[Items from a data source]
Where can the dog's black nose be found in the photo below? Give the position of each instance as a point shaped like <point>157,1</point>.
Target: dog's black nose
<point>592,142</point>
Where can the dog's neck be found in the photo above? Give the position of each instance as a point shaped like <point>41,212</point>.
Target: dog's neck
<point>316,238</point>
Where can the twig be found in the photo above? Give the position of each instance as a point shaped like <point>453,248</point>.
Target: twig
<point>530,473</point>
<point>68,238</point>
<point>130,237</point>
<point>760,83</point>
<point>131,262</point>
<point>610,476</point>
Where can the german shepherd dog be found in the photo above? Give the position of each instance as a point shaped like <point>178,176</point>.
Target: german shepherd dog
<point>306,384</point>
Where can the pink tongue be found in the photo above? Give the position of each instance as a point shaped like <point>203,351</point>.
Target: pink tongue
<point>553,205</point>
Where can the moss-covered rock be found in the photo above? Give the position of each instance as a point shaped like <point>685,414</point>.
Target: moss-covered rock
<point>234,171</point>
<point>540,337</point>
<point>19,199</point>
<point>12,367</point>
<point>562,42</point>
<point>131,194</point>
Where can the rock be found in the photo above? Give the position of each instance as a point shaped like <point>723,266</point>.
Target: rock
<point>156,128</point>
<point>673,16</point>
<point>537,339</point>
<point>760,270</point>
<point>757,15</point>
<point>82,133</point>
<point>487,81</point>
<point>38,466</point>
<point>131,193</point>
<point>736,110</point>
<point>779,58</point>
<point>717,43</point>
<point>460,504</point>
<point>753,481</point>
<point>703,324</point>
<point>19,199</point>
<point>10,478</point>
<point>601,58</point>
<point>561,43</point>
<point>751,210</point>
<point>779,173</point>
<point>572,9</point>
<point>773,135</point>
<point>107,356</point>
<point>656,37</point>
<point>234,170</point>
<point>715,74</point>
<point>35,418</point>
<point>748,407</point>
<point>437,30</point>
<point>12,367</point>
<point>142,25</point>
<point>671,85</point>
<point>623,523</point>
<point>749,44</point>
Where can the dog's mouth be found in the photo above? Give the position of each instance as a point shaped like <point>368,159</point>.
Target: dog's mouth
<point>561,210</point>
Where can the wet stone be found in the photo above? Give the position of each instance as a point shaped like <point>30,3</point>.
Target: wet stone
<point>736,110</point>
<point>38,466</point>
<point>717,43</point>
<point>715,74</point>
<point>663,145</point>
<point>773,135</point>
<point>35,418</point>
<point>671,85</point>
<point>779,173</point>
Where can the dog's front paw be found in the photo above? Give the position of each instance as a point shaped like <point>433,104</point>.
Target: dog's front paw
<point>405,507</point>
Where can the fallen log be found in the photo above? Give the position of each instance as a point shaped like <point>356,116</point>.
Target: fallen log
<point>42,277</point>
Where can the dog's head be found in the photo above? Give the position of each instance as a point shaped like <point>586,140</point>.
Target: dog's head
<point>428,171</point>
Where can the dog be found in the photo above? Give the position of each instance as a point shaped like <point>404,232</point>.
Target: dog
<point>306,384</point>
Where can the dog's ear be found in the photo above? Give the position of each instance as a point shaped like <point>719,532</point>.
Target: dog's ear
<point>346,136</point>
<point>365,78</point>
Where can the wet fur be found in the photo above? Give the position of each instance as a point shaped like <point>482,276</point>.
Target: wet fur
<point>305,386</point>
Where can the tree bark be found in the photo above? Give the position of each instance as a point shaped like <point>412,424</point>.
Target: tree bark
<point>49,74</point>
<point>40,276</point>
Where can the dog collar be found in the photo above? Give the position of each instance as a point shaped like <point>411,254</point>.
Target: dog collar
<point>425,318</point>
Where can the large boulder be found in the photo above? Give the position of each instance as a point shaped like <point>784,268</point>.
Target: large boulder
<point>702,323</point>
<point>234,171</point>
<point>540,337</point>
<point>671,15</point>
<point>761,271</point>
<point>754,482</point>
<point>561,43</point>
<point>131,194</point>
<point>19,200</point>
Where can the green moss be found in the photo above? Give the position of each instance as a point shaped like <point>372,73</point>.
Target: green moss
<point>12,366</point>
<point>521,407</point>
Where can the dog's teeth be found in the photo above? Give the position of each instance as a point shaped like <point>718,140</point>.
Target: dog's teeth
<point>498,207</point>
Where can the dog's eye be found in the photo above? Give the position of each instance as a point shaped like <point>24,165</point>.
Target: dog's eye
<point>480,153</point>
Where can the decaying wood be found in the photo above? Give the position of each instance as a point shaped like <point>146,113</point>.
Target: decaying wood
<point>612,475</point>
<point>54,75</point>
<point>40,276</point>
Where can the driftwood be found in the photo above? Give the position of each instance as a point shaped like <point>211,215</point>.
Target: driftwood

Written instruction: Turn the lines above into a JSON list of strings, with one string for each line and any blank lines left out.

Solved problem:
[
  "Where can the dog's black nose be found in the photo below? Give the position of each instance as a point shaped like <point>157,1</point>.",
  "Target: dog's black nose",
  "<point>592,142</point>",
  "Where can the dog's neck be found in the photo above? Give the position of each instance as a point shaped like <point>41,212</point>.",
  "Target: dog's neck",
  "<point>316,238</point>",
  "Where can the twig be found in the photo above? Give the position of each instance as a point shaped like <point>453,248</point>.",
  "Target: twig",
  "<point>530,473</point>",
  "<point>68,238</point>",
  "<point>130,237</point>",
  "<point>760,83</point>",
  "<point>131,262</point>",
  "<point>610,476</point>",
  "Where can the german shepherd dog be found in the photo above? Give the position of each instance as a point shaped like <point>178,176</point>.",
  "Target: german shepherd dog",
  "<point>306,384</point>",
  "Where can the pink tongue be found in the photo above? Give the position of each instance as a point shaped like <point>203,351</point>.",
  "Target: pink tongue",
  "<point>553,205</point>",
  "Where can the moss-covered rock be found in the photo above? Give the position of each instance as a point shaped like <point>685,414</point>.",
  "Target: moss-covered rock",
  "<point>234,171</point>",
  "<point>540,337</point>",
  "<point>19,199</point>",
  "<point>12,367</point>",
  "<point>562,42</point>",
  "<point>131,194</point>",
  "Where can the rock be found in the photo above? Give the position of each instance as a point shaped like <point>723,266</point>.",
  "Target: rock",
  "<point>156,128</point>",
  "<point>673,16</point>",
  "<point>537,339</point>",
  "<point>760,270</point>",
  "<point>757,15</point>",
  "<point>82,133</point>",
  "<point>487,81</point>",
  "<point>38,466</point>",
  "<point>131,193</point>",
  "<point>736,110</point>",
  "<point>779,58</point>",
  "<point>717,43</point>",
  "<point>460,504</point>",
  "<point>753,481</point>",
  "<point>703,324</point>",
  "<point>19,199</point>",
  "<point>10,478</point>",
  "<point>601,58</point>",
  "<point>561,43</point>",
  "<point>751,210</point>",
  "<point>779,173</point>",
  "<point>572,9</point>",
  "<point>773,135</point>",
  "<point>107,356</point>",
  "<point>656,37</point>",
  "<point>234,170</point>",
  "<point>715,74</point>",
  "<point>35,418</point>",
  "<point>748,407</point>",
  "<point>437,30</point>",
  "<point>12,367</point>",
  "<point>142,25</point>",
  "<point>671,85</point>",
  "<point>623,523</point>",
  "<point>749,44</point>",
  "Where can the dog's mouth be found in the photo above? Give the position of each instance as a point shaped like <point>368,159</point>.",
  "Target: dog's mouth",
  "<point>561,210</point>",
  "Where can the wet stone be found in the photo above? Give the position of each instance as a point shaped like <point>30,3</point>.",
  "Target: wet stone",
  "<point>736,110</point>",
  "<point>38,466</point>",
  "<point>717,43</point>",
  "<point>715,74</point>",
  "<point>663,145</point>",
  "<point>773,135</point>",
  "<point>35,418</point>",
  "<point>671,85</point>",
  "<point>779,173</point>",
  "Where can the dog's front paw be found in the photo above? Give the position of each instance as a point shaped like <point>433,104</point>.",
  "Target: dog's front paw",
  "<point>405,507</point>",
  "Where can the fallen log be found in the photo above? Give the position of each instance as a point shaped like <point>356,116</point>.",
  "Target: fallen log",
  "<point>42,277</point>",
  "Where can the dog's head be found in the photo above? Give the position of each instance as a point shaped like <point>586,140</point>.",
  "Target: dog's head",
  "<point>428,171</point>",
  "Where can the dog be found in the photo above? Give the position of each instance as a point shaped like <point>404,232</point>.",
  "Target: dog",
  "<point>306,384</point>",
  "Where can the dog's ear be found in the photo above? Give the position of each instance as a point shaped like <point>719,532</point>.",
  "Target: dog's ear",
  "<point>346,136</point>",
  "<point>365,78</point>",
  "Where can the wet fur be found in the photo above? Give the position of each instance as a point shaped like <point>482,276</point>.",
  "Target: wet fur",
  "<point>305,386</point>",
  "Where can the tree bark be found in the photo above? Give the position of each instance as a point shaped like <point>412,424</point>.",
  "Target: tree bark",
  "<point>49,74</point>",
  "<point>40,276</point>",
  "Where can the dog collar be found in the photo above? Give the position of each instance as a point shaped like <point>411,254</point>.",
  "Target: dog collar",
  "<point>425,318</point>",
  "Where can the large boulder be found in the photo above? Give the position of each instance as a point shaped like <point>784,268</point>.",
  "Target: large boulder",
  "<point>702,323</point>",
  "<point>234,171</point>",
  "<point>540,337</point>",
  "<point>671,15</point>",
  "<point>761,271</point>",
  "<point>754,482</point>",
  "<point>561,43</point>",
  "<point>131,194</point>",
  "<point>19,200</point>",
  "Where can the green moss be found in the photo above? Give the position of each instance as a point shaped like <point>372,73</point>.",
  "Target: green moss",
  "<point>12,366</point>",
  "<point>521,407</point>",
  "Where can the dog's teeth be found in the photo above? Give the position of each instance as a point shaped like <point>718,140</point>.",
  "Target: dog's teeth",
  "<point>498,207</point>",
  "Where can the dog's eye be found in the photo above? Give the position of each instance as a point shaped like <point>24,165</point>.",
  "Target: dog's eye",
  "<point>480,153</point>",
  "Where can the decaying wood be found in the photo above? Give the position of each instance as a point shaped like <point>146,113</point>.",
  "Target: decaying wood",
  "<point>612,475</point>",
  "<point>54,75</point>",
  "<point>40,276</point>",
  "Where can the driftwood be found in the photo above? Give the position of each instance as a point shaped like <point>211,215</point>.",
  "Target: driftwood"
]